[begin EXTRACT]
TV & Film Profile

Terry Gilliam

Fantasy-Inclined Director, Former Python By Eric Schneider

One of cinema's great uncompromising fabulists.

The only member of Monty Python not born in England, Terry Gilliam carried his perpetual-outsider perspective over to an intriguing directorial career, creating films that are fascinating, sometimes frustrating, and always unusual. Working primarily as an animator in the revered comedy troupe, Gilliam was instrumental in developing Python's surreal visual style, while occasionally wandering onscreen to play a small role. Although Gilliam co-helmed 1975's Monty Python and the Holy Grail with Terry Jones, his reputation as a director of note didn't begin in earnest until '81's Time Bandits, a moody comedy/fantasy fusion. Gilliam went even darker for his acclaimed follow-up, Brazil, a pitch-black comedy set in a bureaucratic/industrial nightmare. Somewhat fittingly, Gilliam clashed with executives over various elements of the movie, and many of his subsequent films would face production woes as well. The '90s found Gilliam working with slightly more conventional narratives and featuring stars in lead roles, most notably in The Fisher King and Twelve Monkeys. Always drawn towards misfits and grotesque imagery, Gilliam combined them to polarizing effect in his hallucinatory '98 adaptation of Fear and Loathing in Las Vegas. Later films, even The Imaginarium of Doctor Parnassus with the late Heath Ledger, didn't win Gilliam many new fans, but, in 2010, he surprised both the cinematic and indie-rock worlds by directing a live webcast by Arcade Fire, a project that he welcomed as a reinvigorating change of pace.
[end EXTRACT]
• [SET TASK 1]
Reproduce the Terry Gilliam profile in full, word for word.
[begin SOURCE RECORDS]
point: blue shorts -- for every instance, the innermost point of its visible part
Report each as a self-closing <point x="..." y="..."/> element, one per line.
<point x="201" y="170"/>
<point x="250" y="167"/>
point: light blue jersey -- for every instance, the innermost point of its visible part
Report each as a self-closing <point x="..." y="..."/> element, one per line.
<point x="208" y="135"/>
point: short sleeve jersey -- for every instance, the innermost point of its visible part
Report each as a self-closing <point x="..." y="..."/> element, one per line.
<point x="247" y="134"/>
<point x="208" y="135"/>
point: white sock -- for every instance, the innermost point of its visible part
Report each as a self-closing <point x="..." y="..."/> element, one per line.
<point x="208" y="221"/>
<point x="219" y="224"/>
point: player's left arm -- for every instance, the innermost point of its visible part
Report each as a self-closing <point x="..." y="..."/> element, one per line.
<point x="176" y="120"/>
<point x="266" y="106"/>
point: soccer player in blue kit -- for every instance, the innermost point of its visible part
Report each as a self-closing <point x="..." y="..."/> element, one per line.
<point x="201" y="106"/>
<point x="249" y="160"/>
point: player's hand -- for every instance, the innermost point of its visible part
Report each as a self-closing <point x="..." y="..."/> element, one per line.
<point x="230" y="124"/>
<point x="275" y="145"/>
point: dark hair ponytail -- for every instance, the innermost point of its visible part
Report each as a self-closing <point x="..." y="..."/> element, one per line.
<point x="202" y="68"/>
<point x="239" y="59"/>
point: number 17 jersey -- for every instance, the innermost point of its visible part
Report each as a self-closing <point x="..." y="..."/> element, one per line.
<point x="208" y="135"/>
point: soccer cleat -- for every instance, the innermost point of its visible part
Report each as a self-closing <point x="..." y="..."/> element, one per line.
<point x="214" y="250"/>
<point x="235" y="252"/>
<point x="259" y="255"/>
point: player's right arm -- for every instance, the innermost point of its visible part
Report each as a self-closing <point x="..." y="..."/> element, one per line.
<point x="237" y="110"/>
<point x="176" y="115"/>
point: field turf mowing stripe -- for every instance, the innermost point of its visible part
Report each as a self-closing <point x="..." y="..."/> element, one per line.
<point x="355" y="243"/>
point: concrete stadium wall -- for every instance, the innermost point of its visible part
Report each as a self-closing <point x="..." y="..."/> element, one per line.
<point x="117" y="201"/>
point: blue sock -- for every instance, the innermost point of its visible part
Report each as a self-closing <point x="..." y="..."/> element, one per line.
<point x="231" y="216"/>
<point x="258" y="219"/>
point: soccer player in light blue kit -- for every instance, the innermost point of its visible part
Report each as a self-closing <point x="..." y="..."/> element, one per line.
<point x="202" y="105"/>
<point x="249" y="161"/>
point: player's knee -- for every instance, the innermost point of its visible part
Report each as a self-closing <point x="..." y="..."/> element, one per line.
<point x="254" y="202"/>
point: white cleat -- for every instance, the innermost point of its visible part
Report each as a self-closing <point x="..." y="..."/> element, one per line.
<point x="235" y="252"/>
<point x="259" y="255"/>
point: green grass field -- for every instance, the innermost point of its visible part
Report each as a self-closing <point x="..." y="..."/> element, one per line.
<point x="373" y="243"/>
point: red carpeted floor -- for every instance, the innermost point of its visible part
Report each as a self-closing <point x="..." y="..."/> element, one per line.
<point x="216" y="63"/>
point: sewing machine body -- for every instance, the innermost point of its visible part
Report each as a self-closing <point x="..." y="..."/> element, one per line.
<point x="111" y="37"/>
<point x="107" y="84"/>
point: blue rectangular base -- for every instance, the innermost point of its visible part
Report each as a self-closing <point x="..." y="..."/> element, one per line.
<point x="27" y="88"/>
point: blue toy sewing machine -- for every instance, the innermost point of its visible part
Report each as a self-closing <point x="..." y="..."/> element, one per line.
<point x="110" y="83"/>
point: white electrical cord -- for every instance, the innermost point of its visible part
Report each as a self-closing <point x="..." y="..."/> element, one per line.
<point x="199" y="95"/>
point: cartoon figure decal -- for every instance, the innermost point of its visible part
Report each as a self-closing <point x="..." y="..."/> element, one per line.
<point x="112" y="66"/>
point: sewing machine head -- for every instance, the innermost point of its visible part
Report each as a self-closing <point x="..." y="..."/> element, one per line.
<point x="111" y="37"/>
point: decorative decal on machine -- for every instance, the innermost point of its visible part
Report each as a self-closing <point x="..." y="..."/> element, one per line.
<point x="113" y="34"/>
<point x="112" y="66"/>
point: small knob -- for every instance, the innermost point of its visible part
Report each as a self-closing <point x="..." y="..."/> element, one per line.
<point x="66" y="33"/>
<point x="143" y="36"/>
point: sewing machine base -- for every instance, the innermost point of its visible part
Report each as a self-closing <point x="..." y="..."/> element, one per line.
[end SOURCE RECORDS]
• [SET TASK 2]
Count the lines in the entries that contain the word "field". State only the number.

• [EXERCISE OUTPUT 1]
TV & Film Profile

Terry Gilliam

Fantasy-Inclined Director, Former Python By Eric Schneider

One of cinema's great uncompromising fabulists.

The only member of Monty Python not born in England, Terry Gilliam carried his perpetual-outsider perspective over to an intriguing directorial career, creating films that are fascinating, sometimes frustrating, and always unusual. Working primarily as an animator in the revered comedy troupe, Gilliam was instrumental in developing Python's surreal visual style, while occasionally wandering onscreen to play a small role. Although Gilliam co-helmed 1975's Monty Python and the Holy Grail with Terry Jones, his reputation as a director of note didn't begin in earnest until '81's Time Bandits, a moody comedy/fantasy fusion. Gilliam went even darker for his acclaimed follow-up, Brazil, a pitch-black comedy set in a bureaucratic/industrial nightmare. Somewhat fittingly, Gilliam clashed with executives over various elements of the movie, and many of his subsequent films would face production woes as well. The '90s found Gilliam working with slightly more conventional narratives and featuring stars in lead roles, most notably in The Fisher King and Twelve Monkeys. Always drawn towards misfits and grotesque imagery, Gilliam combined them to polarizing effect in his hallucinatory '98 adaptation of Fear and Loathing in Las Vegas. Later films, even The Imaginarium of Doctor Parnassus with the late Heath Ledger, didn't win Gilliam many new fans, but, in 2010, he surprised both the cinematic and indie-rock worlds by directing a live webcast by Arcade Fire, a project that he welcomed as a reinvigorating change of pace.

• [EXERCISE OUTPUT 2]
2